▶ **Exercise**: Your answer should consist of each line below that includes the word "grey".

▶ **Data supplied**:
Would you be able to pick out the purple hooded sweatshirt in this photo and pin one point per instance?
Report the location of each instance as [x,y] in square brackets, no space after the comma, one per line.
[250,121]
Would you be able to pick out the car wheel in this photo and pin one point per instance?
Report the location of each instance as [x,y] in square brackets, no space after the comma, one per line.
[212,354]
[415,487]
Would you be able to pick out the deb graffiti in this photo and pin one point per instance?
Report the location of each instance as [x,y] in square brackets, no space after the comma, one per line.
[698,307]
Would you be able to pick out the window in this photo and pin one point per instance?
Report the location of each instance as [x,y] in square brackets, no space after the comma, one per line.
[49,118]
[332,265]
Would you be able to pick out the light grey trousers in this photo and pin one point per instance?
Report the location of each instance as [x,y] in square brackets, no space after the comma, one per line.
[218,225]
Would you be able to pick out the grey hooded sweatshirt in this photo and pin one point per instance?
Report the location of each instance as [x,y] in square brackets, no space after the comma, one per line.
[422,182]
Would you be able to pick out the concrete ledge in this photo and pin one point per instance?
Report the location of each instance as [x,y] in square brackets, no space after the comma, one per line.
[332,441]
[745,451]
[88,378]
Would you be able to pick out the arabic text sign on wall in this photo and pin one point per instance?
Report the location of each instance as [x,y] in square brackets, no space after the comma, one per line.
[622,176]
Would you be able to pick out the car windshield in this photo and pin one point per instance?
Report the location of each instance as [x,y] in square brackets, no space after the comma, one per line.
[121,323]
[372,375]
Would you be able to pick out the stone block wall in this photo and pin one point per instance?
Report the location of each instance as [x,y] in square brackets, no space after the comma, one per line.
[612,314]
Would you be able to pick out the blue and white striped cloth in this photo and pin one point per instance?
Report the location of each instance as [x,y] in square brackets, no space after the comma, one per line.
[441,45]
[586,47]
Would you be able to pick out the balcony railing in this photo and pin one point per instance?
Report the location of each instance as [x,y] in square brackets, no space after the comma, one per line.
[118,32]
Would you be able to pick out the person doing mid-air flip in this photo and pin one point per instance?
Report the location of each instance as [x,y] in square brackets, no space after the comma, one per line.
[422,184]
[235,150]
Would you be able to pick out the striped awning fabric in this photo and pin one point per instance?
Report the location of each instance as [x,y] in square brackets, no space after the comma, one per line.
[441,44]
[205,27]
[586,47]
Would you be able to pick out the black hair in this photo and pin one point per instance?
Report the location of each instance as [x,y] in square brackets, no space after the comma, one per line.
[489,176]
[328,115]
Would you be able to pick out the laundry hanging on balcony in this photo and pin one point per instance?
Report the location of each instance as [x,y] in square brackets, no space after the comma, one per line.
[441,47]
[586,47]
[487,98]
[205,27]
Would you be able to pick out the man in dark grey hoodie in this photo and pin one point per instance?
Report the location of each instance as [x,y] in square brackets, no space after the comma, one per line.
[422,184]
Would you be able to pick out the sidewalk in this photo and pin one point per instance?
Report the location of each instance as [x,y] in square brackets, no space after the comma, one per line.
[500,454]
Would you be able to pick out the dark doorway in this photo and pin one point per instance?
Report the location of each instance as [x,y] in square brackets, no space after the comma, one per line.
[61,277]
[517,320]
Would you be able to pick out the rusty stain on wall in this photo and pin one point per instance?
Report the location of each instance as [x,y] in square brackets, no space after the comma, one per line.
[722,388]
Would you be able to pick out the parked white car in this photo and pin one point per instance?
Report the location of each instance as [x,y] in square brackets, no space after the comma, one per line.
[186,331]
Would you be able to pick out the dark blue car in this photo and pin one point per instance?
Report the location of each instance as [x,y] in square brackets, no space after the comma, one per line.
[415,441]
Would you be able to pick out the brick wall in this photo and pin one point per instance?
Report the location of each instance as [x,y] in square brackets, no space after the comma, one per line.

▶ **Exercise response**:
Would you be able to pick out the light grey trousers in this photo and pin one point per instance?
Would you be able to pick out the grey hooded sweatshirt in this photo and pin one point per instance?
Would you be able to pick out the man in dark grey hoodie in this photo and pin one point per instance?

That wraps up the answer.